#### WHAT IS BEING ASKED
Without changing a character, return the entries, but not the images they hold.

·····

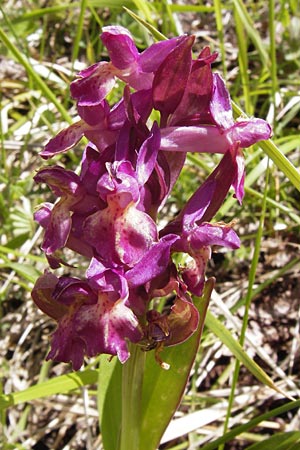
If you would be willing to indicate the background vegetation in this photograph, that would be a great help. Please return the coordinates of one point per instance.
(42, 46)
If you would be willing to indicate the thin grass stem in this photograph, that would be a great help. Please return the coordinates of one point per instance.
(249, 295)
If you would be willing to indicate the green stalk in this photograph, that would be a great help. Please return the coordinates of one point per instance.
(220, 29)
(273, 57)
(132, 384)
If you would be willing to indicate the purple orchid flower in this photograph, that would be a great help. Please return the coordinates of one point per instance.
(91, 315)
(108, 213)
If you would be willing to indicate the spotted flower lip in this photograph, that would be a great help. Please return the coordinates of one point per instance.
(109, 210)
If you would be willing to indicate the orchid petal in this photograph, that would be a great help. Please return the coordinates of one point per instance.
(171, 77)
(120, 45)
(248, 132)
(94, 84)
(220, 105)
(153, 263)
(64, 140)
(200, 139)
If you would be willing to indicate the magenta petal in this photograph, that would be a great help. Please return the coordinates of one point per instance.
(94, 115)
(153, 56)
(42, 295)
(171, 77)
(148, 155)
(220, 105)
(65, 140)
(248, 132)
(183, 321)
(57, 231)
(94, 86)
(201, 139)
(104, 327)
(213, 234)
(120, 45)
(194, 274)
(153, 263)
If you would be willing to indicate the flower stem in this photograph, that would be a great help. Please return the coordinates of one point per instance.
(132, 384)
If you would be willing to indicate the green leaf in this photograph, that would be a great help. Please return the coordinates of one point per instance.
(219, 329)
(238, 430)
(57, 385)
(280, 441)
(279, 159)
(155, 33)
(163, 390)
(109, 399)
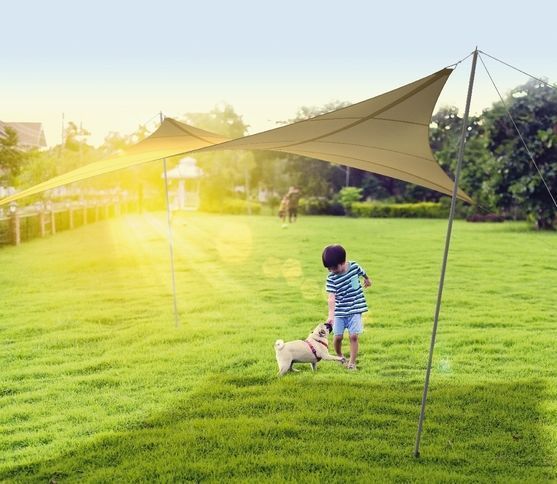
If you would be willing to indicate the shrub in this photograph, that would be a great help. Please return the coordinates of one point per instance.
(488, 217)
(232, 206)
(399, 210)
(320, 206)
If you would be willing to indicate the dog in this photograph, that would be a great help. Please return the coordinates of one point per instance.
(310, 350)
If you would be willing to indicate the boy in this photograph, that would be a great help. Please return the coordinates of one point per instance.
(346, 298)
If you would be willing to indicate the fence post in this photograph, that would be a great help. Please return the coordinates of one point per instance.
(42, 223)
(15, 226)
(70, 216)
(52, 221)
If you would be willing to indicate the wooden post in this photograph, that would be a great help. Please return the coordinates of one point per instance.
(52, 222)
(70, 217)
(42, 223)
(15, 228)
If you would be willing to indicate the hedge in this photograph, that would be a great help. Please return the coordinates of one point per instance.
(399, 210)
(232, 206)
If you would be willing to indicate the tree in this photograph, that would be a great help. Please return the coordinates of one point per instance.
(349, 195)
(314, 177)
(533, 106)
(477, 164)
(12, 158)
(223, 170)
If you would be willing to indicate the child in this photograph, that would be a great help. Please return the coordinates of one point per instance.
(346, 298)
(283, 209)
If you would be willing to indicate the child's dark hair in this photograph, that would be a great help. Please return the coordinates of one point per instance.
(333, 255)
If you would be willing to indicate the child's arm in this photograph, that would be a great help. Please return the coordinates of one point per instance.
(367, 280)
(331, 302)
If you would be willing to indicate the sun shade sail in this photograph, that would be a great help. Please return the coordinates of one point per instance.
(387, 134)
(171, 138)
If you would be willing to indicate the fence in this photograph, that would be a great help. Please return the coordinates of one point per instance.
(21, 224)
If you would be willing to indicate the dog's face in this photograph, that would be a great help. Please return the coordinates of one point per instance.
(320, 331)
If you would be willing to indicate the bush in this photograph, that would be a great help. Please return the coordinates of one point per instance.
(232, 206)
(400, 210)
(488, 217)
(320, 206)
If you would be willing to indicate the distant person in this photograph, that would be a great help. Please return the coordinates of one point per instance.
(283, 210)
(293, 199)
(346, 299)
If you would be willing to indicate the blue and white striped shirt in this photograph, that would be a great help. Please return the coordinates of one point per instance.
(349, 296)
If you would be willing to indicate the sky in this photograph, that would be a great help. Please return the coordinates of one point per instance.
(114, 65)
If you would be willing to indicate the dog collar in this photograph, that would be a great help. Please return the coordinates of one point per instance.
(324, 344)
(312, 349)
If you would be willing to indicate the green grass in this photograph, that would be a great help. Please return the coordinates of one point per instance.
(97, 384)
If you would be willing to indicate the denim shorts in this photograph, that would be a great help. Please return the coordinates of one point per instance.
(352, 322)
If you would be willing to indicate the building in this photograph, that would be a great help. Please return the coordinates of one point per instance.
(29, 135)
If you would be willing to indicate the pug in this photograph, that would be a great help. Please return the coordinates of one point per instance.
(311, 350)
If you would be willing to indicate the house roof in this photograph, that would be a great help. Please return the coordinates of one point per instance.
(30, 135)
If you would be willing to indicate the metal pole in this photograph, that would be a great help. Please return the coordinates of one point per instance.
(446, 253)
(170, 242)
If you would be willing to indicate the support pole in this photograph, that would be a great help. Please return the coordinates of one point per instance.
(170, 239)
(446, 253)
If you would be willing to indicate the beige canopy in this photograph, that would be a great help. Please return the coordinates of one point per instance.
(387, 134)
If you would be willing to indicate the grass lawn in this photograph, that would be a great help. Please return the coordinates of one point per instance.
(98, 384)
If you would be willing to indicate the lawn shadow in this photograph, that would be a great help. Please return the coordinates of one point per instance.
(312, 428)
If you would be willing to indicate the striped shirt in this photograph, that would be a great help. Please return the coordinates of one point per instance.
(349, 296)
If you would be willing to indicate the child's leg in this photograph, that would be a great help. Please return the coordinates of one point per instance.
(353, 349)
(337, 344)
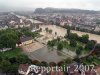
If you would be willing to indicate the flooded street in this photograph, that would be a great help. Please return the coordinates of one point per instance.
(61, 32)
(48, 55)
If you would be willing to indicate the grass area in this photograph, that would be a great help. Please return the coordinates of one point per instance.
(11, 53)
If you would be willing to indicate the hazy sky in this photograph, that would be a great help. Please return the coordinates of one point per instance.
(30, 4)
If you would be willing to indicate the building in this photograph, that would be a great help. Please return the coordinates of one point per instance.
(23, 69)
(25, 40)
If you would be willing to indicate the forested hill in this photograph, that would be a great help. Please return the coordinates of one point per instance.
(58, 10)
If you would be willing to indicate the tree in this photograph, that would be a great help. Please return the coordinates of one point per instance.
(68, 60)
(22, 59)
(84, 38)
(55, 33)
(51, 44)
(9, 39)
(79, 50)
(73, 36)
(90, 45)
(68, 31)
(73, 43)
(1, 46)
(4, 65)
(46, 29)
(50, 31)
(59, 46)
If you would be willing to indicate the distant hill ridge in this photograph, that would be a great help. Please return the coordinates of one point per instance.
(59, 10)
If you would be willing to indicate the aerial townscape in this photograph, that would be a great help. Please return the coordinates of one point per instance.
(50, 41)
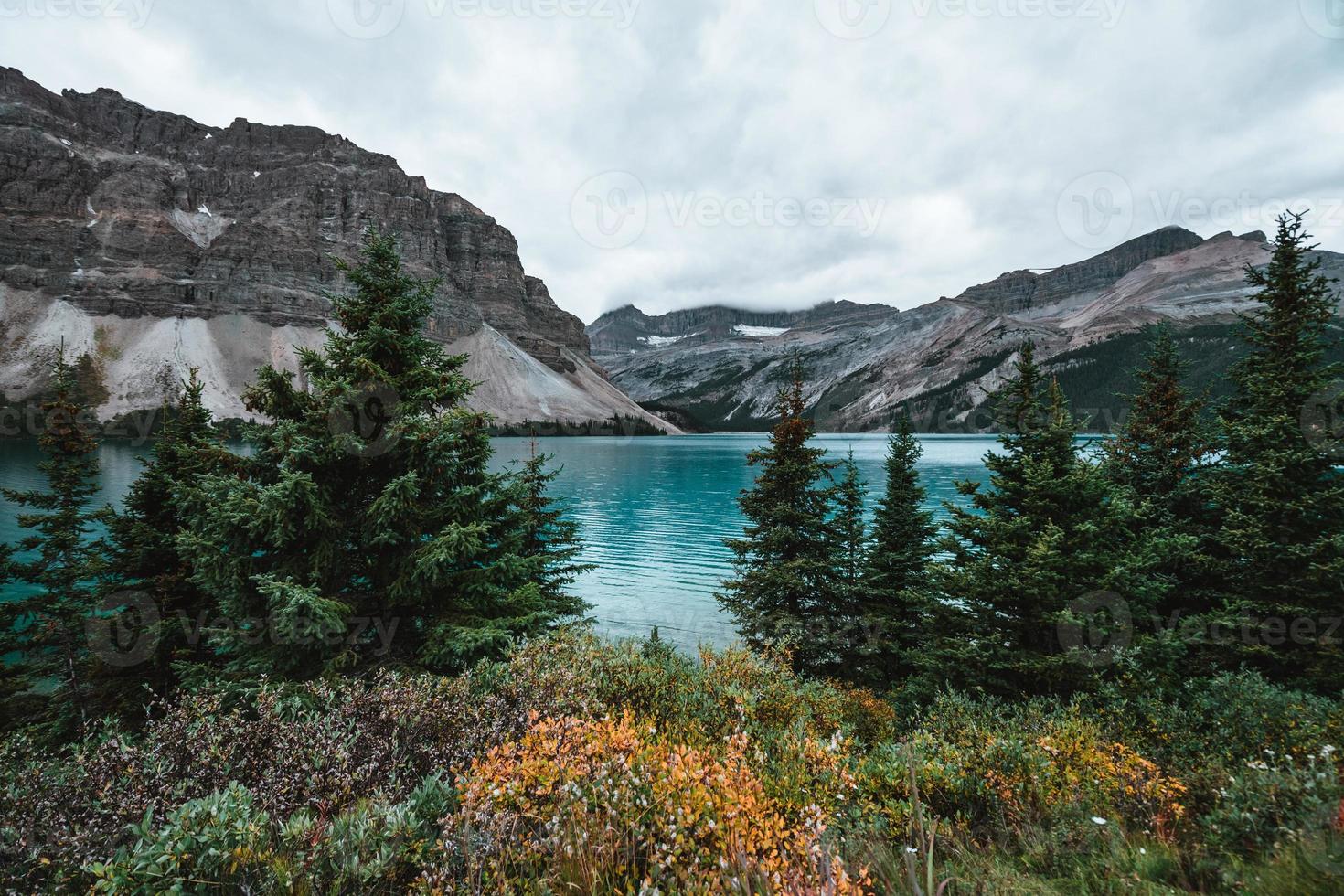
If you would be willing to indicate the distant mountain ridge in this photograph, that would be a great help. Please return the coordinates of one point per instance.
(944, 359)
(156, 243)
(629, 329)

·····

#### OUTPUT BELOW
If you would be willing to indicate the background vegetation in this photograph, that would be a great help. Please return the coordinates of one point per instance.
(42, 46)
If you would be willing to indicate the thin grass stem in this photograph, that would be a great help. Please return the coordinates of one point per instance.
(249, 295)
If you would be willing to indicate the green stalk in this photograph, that would be a great help. Please return the coordinates of one point per instance.
(220, 29)
(273, 57)
(132, 384)
If you would be willing to indicate the purple orchid flower in this photograph, that would be a great help. Please return the coordinates of one point per instance.
(91, 315)
(108, 213)
If you would be willing to indicate the spotted flower lip in this photograph, that would be a great help. Please return the coordinates of one point per instance.
(109, 210)
If you would be willing to indicate the orchid petal in this photograph, that would be a great help. Please return the coordinates of one point per instance.
(171, 77)
(120, 45)
(248, 132)
(94, 84)
(220, 105)
(153, 263)
(64, 140)
(200, 139)
If you would be willing to indicate the magenta petal in this photograph, that would be a great help. Please return the coordinates of one point per instance.
(94, 115)
(153, 56)
(42, 295)
(171, 77)
(148, 155)
(220, 105)
(65, 140)
(248, 132)
(183, 321)
(57, 231)
(94, 86)
(201, 139)
(104, 327)
(213, 234)
(120, 45)
(194, 274)
(153, 263)
If you would be willing to indicate the flower stem in this photograph, that would be a great help. Please return the coordinates of one point per instance.
(132, 384)
If you would be willing to indicate the green leaf in this photograph, that would be a great help. Please return the coordinates of one point per instance.
(219, 329)
(238, 430)
(57, 385)
(280, 441)
(279, 159)
(155, 33)
(163, 390)
(109, 399)
If you would be willing to indicate the shrub in this photograph, that would be a great help. Please return the coordinates of one point per instance.
(488, 217)
(232, 206)
(399, 210)
(320, 206)
If you would be willing to indicate the dog in this photograph, that would be a great help. Please return the coordinates of one point per instance.
(310, 350)
If you would be willing to indicate the boy in this photograph, that would be a great help. Please return the coordinates of one point per instance.
(346, 298)
If you would be willing to indicate the fence post in this photograph, that would be a great help. Please return the coordinates of one point per instance.
(42, 223)
(15, 226)
(70, 216)
(52, 221)
If you would be willing to indicate the wooden post in this photograph, that would be a great help. Please return the coordinates of one point per instance.
(52, 222)
(70, 217)
(42, 223)
(15, 228)
If you would be willing to indicate the hedge in this photograph, that would be a great help. Please return the coordinates of one point per instance.
(399, 210)
(232, 206)
If you would be willing to indicate the tree in this photograph, that would be a great help. Please return the coordinates of one point per instance.
(349, 195)
(314, 177)
(533, 106)
(477, 164)
(12, 158)
(223, 170)
If you would be willing to indicate the child in this photograph, that would be a great help. Please return the coordinates of one point per instance.
(346, 298)
(283, 209)
If you would be willing to indicate the child's dark hair in this photograph, that would be a great help. Please return the coordinates of one point per instance.
(333, 255)
If you would be willing to indicate the child's arm in this photograph, that would be a great help. Please return the coordinates of one point per instance.
(367, 280)
(331, 302)
If you would be willing to indicate the sun shade sail in this photograph, that would be a great help. Please return the coordinates of one point per instance.
(387, 134)
(171, 138)
If you would be willing to indicate the fence in this photograph, that would be a great help. Please return the coordinates of one point per instance.
(21, 224)
If you would be willing to indicate the dog's face in this photograph, that would be a great help. Please return the coordinates of one point per instance.
(320, 331)
If you would be willing to indicate the bush in this photograph, that would be a great help. Please return the coordinates of one point per instance.
(232, 206)
(400, 210)
(488, 217)
(320, 206)
If you would be willing to indicate the distant person in this photograph, that would be a great help. Please return the coordinates of one point per instance.
(283, 210)
(293, 199)
(346, 299)
If you would be willing to indicate the blue and white striped shirt in this photograph, that would be a great help. Please return the coordinates of one point per instance.
(349, 296)
If you would be willing to indicate the sky in this photograph, that would be a great help. Please return the coordinates of one point per instance.
(114, 65)
If you would be willing to indicate the dog collar in this photograph, that would be a great help. Please return the coordinates of one point per instance.
(324, 344)
(312, 349)
If you would be willing to indicate the green grass in this photograph, that would be a great help. Please return the coordinates of one point per instance.
(97, 384)
If you would be willing to indicate the denim shorts in this photograph, that would be a great help. Please return the coordinates of one point per instance.
(352, 322)
If you would be willing to indicate the building in this photograph, that would be a great help. Please return the coordinates of one point per instance.
(29, 135)
If you would be willing to indicate the pug in this photograph, that would be a great help. Please return the coordinates of one point per instance.
(311, 350)
If you would be willing to indicate the house roof in this photograph, that would be a great help. Please return the coordinates of one point per instance.
(30, 135)
If you would be willing to indicate the metal pole in this photograph, that would be a great help. Please return the coordinates of one point per instance.
(446, 253)
(170, 242)
If you would be willing to indicate the support pole in this photograph, that would be a great help. Please return the coordinates of one point per instance.
(170, 239)
(446, 253)
If you would be willing to indicate the beige canopy in this photograph, that would be a great help. Please return the coordinates of one point per instance.
(387, 134)
If you would be willing to indicate the grass lawn in this photograph, that would be a great help. Please return the coordinates of one point per instance.
(98, 384)
If you would be willing to indicate the lawn shadow in this photograph, that would be a great help. Please return the coordinates of one point per instance.
(312, 428)
If you would be willing to indicate the striped shirt in this photograph, that would be a great help. Please return the coordinates of one point per instance.
(349, 296)
If you would be willing to indicate the child's leg in this photograph, that would be a great help. Please return the coordinates of one point per instance.
(353, 349)
(337, 344)
If you would be willing to indicate the flooded street in this photograph, that would be a great help. Please return the coordinates of one point per instance.
(61, 32)
(48, 55)
If you would be willing to indicate the grass area in this photograph, that would be a great help. Please return the coordinates of one point per instance.
(11, 53)
If you would be willing to indicate the hazy sky in this photograph, that would be a great help. Please return the coordinates of one point per instance.
(30, 4)
If you would be willing to indicate the building in this photograph, that would be a great help. Please return the coordinates of one point per instance.
(23, 69)
(25, 40)
If you would be willing to indicate the forested hill in this photograph, that would be a great help. Please return the coordinates of one point per instance.
(58, 10)
If you would be willing to indicate the tree in this photograph, that would be a great help. Please return the coordinates of one point per instance.
(68, 60)
(22, 59)
(84, 38)
(55, 33)
(51, 44)
(9, 39)
(79, 50)
(73, 36)
(90, 45)
(68, 31)
(73, 43)
(1, 46)
(4, 65)
(46, 29)
(50, 31)
(59, 46)
If you would be willing to indicate the distant hill ridge in this photograph, that would be a great help. Please return the coordinates of one point per instance.
(59, 10)
If you would be willing to indicate the aerial townscape in this photograph, that would be a great help. Please return the coordinates of one point per instance.
(50, 41)
If you would be willing to indicate the distant mountain ridge in this photograph, that would be a great help. Please return the coordinates of one point per instance.
(944, 359)
(156, 243)
(629, 329)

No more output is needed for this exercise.